Il faut distinguer la coordination prescrite (organisation des tâches) et la coopération. Celle-ci est permise par des accords stabilisés entre les membres d’un collectif sur la manière de travailler. Cela suppose une implication de chacun dans le débat collectif, pour témoigner et rendre visibles des savoirs faire. Il s’agit de pouvoir partager les expériences du Réel du travail, d’élaborer des compromis entre les styles de travail de façon à les rendre compatible. Les compromis, les accords passés, voire les règles de métiers qui en découlent (les accords normatifs) sont toujours à la fois de l’ordre de la technique (le métier) et du social (les relations, le vivre ensemble, les subjectivités en rencontre qui se soutiennent du collectif) . C’est ce que Christophe Dejours appelle l’activité déontique.

Il ne s’agit pas de procédures décidées par la hiérarchie, qui, prescrites, ne permettent pas au sujet de témoigner de son rapport au travail et de ses écarts avec les normes. Cette dynamique collective suppose l’engagement de la subjectivité de chacun dans des accords collectifs normatifs, qui implique aussi un renoncement du potentiel subjectif individuel pour favoriser le vivre ensemble. Ce renoncement ne va pas toujours de soi, et il y a des conflits dans les collectifs de travail qui le démontre. Lorsqu’un sujet ne veut renoncer à rien, le risque est que l’individualisme triomphe.

▸ INFORMATIONS AFFICHÉES:

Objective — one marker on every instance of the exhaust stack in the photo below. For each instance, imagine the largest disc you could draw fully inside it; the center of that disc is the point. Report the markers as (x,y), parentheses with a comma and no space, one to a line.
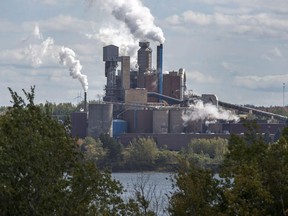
(160,68)
(85,101)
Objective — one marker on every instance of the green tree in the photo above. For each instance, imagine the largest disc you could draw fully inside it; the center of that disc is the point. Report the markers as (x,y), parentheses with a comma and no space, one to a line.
(93,149)
(256,177)
(114,148)
(196,192)
(41,171)
(142,152)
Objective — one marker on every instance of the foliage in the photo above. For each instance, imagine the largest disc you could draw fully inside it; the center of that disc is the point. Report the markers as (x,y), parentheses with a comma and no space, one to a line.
(142,152)
(254,180)
(41,171)
(197,192)
(206,153)
(113,148)
(93,149)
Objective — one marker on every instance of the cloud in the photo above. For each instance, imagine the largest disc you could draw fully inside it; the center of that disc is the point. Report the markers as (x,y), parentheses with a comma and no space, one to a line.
(199,77)
(63,23)
(258,24)
(264,83)
(273,54)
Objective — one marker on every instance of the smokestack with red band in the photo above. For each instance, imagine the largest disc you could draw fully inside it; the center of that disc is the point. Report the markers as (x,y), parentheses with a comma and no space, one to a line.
(160,68)
(85,101)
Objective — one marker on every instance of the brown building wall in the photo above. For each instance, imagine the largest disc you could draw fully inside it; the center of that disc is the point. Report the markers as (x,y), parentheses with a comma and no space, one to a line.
(136,96)
(172,85)
(139,121)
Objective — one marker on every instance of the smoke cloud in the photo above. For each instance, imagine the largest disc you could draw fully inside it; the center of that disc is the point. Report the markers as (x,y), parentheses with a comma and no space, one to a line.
(207,112)
(38,50)
(68,58)
(137,18)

▸ TÂCHE À RÉALISER: Poursuivez le texte sur la coopération au travail après sa dernière phrase.

▸ RÉPONSE ATTENDUE:
Si ce renoncement est possible, c’est parce qu’il y a en contre partie une rétribution : la reconnaissance. Nous y reviendrons.

Ce qui se crée, c’est de la solidarité entre expérience subjective et implication collective. Cette solidarité s’élabore dans les compromis que nécessite le vivre ensemble. Le collectif, c’est ce qui donne sens aux éprouvés partagés, une élaboration commune des épreuves vécues ensemble. Cela suppose des conflits, au sens de la dispute professionnelle, des désaccords, des controverses, pour qu’il y ai des compromis, une utilisation collective des ressources disponibles. C’est comme ça que l’on peut parler de corps de métiers, de compétences partagées, cela passe par des expériences communes et la mise en œuvre de la solidarité.

Si la coopération n'est pas prescrite, elle peut être plus ou moins favorisée par l'organisation du travail : possibilité de parler du travail, espaces de délibération, élaboration, espaces d'expression des subjectivité au travail, constructions communes permettant les reconnaissances mutuelles et la réappropriation individuelle et collective de l'expérience de travail.

L'abondance de prescription, hors prise en compte de l'expérience de travail des sujets et du collectif, relève d'un défaut de reconnaissance et d'une désappropriation de l'expérience qui ne permet pas la construction collective.

Comment la souffrance au travail peut-elle devenir source de plaisir ?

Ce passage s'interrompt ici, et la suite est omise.